▶ 提示された文章:
--------------------
第16回

小泉政権信任と二大政党化が意味するもの

飯尾 潤
ファカルティフェロー

今回の総選挙結果は、2つの側面に要約される。1つは自民党と公明党の強固な連合が、これまでになく強力な野党となった民主党の挑戦を退けて、勝利を収めたこと。もうひとつは、全体として自民党と民主党の議席占有率が90%を越え、二大政党化の傾向が顕著になったことである。

与党連合の勝利と小泉純一郎政権の継続における3つのポイント

まず前者の与党連合の勝利と小泉純一郎政権の継続についてみる。第1のポイントは小泉人気の継続である。森内閣発足直後であった前回の総選挙と比較すれば、自民党は議席をわずかに増加させている。特に比例区においては、自民党が嫌われるという状況をある程度克服して、かなりの程度議席を伸ばした。小泉首相以外に特に無党派層から自民党に支持を集めてくる政治家がいるとは考えにくく、その意味で小泉政権の継続は、首相の人気によるところが大きいといえよう。もっとも安倍晋三幹事長が爆発的な人気を獲得して、かつての小泉ブームが再来するという状況にはならず、しかも両者の支持層はほぼ完全に重なるといわれるので、安倍人気の寄与は限定的であった。

ただ、この勝利を詳細に検討すると、別の側面が浮かび上がる。第2のポイントである自民党と公明党の協力の深化である。自民党政権の継続は公明党との密接な選挙協力なしには不可能であった。今回の選挙では、多くの自民党候補が後援会名簿を公明党に渡すなど、選挙の根幹に関わる部分で協力がなされた。また一部の自民党候補には、比例区選挙で公明党への投票を呼びかけるという行動まで見られた。また公明党が小選挙区に候補を立てた10選挙区のうち9選挙区を確保したということは、自民党支持者が公明党候補に投票する率も、決して低くはなかったことを示している。こうした点から自民党と公明党との連合関係は、単に政権を共有するというレベルを超えて、選挙レベルにおいても密接不可分なまでに深化したということがいえよう。その点で総選挙によって、公明党の政権内における発言力が重みを増すと予想できる。

さらに第3のポイントとして、与党連合の勝利にもかかわらず、自民党と民主党を比べると、両者の集票力が拮抗し始めていることが指摘できる。各選挙区にあると考えられる公明党票を、自民党候補から差し引けば、実際に小選挙区で当選した自民党候補のかなりの部分が、民主党候補に敗れるという計算ができる。また比例区においては、自民党が復調しているものの、民由合併の効果もあって、民主党が第一党になるなど、民主党の攻勢が目立っている。そこで自民党は公明党との協力がなければ、民主党に破れた可能性が高いこと、表面的な好条件(好景気、高い内閣支持率など)にもかかわらず、自民党の当選者数が、過半数に満たない程度にとどまったことは、今後の政治の動きを見るときに、自民党にとって大きな課題を残したといえる。
--------------------
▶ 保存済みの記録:
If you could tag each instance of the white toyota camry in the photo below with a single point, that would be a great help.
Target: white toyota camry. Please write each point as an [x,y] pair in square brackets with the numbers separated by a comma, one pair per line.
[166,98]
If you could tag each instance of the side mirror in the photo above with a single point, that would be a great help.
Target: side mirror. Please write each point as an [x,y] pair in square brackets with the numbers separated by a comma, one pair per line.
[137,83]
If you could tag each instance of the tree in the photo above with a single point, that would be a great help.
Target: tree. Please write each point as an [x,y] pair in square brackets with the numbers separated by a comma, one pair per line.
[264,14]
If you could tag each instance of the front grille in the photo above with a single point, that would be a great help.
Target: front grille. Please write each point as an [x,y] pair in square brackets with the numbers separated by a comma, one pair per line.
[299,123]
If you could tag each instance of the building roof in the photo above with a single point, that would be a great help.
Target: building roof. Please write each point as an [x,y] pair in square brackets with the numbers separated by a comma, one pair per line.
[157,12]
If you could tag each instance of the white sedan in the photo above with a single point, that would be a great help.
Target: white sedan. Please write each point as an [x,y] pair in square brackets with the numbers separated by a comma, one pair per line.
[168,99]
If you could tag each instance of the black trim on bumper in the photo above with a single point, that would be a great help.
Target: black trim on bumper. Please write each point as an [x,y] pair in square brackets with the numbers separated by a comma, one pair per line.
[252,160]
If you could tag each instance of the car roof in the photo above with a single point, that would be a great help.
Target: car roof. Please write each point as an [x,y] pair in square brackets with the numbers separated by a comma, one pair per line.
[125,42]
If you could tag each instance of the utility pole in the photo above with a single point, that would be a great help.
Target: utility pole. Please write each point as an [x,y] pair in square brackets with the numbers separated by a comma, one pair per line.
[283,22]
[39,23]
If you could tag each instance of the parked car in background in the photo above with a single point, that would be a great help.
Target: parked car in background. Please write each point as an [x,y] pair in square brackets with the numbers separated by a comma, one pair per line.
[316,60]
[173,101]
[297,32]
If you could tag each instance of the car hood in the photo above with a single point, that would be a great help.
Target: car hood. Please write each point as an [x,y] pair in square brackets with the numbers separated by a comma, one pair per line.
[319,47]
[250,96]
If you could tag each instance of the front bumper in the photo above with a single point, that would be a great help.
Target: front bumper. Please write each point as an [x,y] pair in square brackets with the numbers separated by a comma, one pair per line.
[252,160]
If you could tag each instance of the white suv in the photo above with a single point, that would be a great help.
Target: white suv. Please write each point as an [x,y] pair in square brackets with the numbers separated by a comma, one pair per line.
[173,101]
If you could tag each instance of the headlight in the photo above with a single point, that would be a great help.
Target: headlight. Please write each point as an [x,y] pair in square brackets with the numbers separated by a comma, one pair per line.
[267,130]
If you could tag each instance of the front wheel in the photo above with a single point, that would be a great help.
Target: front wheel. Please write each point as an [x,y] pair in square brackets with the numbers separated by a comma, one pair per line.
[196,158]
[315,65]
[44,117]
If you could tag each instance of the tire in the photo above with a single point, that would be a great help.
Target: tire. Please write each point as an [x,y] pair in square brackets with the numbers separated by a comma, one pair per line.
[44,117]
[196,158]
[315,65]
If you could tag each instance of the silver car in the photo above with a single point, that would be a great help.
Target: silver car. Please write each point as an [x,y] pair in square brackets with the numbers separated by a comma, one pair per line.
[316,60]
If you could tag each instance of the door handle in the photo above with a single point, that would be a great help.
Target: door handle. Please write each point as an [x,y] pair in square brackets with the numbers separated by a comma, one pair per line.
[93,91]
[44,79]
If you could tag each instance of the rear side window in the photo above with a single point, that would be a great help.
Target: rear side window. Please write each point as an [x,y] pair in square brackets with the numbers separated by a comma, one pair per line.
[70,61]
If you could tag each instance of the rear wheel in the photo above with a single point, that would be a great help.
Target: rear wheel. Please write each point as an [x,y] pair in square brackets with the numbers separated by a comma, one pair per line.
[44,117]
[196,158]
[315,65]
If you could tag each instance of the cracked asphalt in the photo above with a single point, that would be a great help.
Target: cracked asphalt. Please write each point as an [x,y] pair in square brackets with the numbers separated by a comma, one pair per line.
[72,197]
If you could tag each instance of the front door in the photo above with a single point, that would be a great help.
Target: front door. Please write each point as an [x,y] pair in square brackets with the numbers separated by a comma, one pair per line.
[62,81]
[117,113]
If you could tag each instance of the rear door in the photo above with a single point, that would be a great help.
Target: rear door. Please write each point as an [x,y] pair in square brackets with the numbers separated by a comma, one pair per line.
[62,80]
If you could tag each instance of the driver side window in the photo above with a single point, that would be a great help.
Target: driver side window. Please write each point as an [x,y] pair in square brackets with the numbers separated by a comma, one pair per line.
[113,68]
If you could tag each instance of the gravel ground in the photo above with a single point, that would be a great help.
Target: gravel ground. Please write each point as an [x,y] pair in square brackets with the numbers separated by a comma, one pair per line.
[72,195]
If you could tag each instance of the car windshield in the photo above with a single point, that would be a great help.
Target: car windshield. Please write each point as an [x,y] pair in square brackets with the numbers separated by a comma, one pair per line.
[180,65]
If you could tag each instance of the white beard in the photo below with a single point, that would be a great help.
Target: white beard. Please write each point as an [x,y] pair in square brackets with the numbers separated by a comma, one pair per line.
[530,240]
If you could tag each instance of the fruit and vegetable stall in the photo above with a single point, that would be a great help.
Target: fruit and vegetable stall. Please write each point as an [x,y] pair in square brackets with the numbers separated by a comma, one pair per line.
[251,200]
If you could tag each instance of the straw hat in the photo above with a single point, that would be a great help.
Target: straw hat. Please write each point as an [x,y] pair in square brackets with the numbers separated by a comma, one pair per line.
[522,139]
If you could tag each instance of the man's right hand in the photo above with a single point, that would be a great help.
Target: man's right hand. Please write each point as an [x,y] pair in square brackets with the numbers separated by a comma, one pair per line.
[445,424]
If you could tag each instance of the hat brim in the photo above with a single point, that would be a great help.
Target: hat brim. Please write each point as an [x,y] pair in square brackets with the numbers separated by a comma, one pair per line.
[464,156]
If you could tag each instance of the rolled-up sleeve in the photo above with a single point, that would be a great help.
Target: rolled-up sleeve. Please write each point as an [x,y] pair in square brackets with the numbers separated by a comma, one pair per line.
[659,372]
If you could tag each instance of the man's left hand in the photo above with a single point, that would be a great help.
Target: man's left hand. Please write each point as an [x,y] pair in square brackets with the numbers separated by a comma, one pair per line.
--------------------
▶ 課題の内容:
総選挙結果を論じた文章から、「ただ、この勝利を詳細に検討す」から「力が重みを増すと予想できる。」までを、その語句も含めて一字一句そのまま書き写してください。

▶ 記述した解答:
ただ、この勝利を詳細に検討すると、別の側面が浮かび上がる。第2のポイントである自民党と公明党の協力の深化である。自民党政権の継続は公明党との密接な選挙協力なしには不可能であった。今回の選挙では、多くの自民党候補が後援会名簿を公明党に渡すなど、選挙の根幹に関わる部分で協力がなされた。また一部の自民党候補には、比例区選挙で公明党への投票を呼びかけるという行動まで見られた。また公明党が小選挙区に候補を立てた10選挙区のうち9選挙区を確保したということは、自民党支持者が公明党候補に投票する率も、決して低くはなかったことを示している。こうした点から自民党と公明党との連合関係は、単に政権を共有するというレベルを超えて、選挙レベルにおいても密接不可分なまでに深化したということがいえよう。その点で総選挙によって、公明党の政権内における発言力が重みを増すと予想できる。